[Segmentation labeling entries]
-------------------------
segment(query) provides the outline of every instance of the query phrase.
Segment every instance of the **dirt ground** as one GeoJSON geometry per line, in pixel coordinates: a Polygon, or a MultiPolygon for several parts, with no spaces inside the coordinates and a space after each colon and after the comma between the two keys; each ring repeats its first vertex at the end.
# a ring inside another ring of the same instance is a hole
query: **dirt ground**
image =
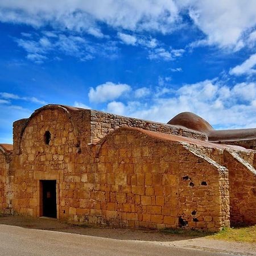
{"type": "Polygon", "coordinates": [[[70,224],[49,218],[34,218],[20,216],[0,216],[0,224],[27,229],[57,231],[118,240],[146,241],[147,243],[180,248],[193,248],[235,255],[256,255],[256,244],[225,242],[208,239],[209,234],[191,233],[189,235],[164,233],[148,229],[118,229],[70,224]]]}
-------------------------
» WHAT IS BEING ASKED
Reproduce the full listing above verbatim, with no pictures included.

» OUTPUT FOR THIS TASK
segment(query) provides the outline of every instance of the query phrase.
Segment every instance of the **dirt ground** as one GeoJSON geometry per line, in pixel coordinates: a Polygon, or a MultiPolygon for several parts, with no spaces inside the coordinates and a space after each colon and after the comma between the two keys; each ring repeats its first vertex at the end.
# a ring inside another ring of the same instance is a hole
query: **dirt ground**
image =
{"type": "Polygon", "coordinates": [[[70,224],[49,218],[34,218],[20,216],[0,216],[0,224],[27,229],[57,231],[118,240],[146,241],[147,243],[180,248],[193,248],[235,255],[256,255],[256,244],[225,242],[208,239],[209,234],[191,233],[189,235],[164,233],[148,229],[118,229],[70,224]]]}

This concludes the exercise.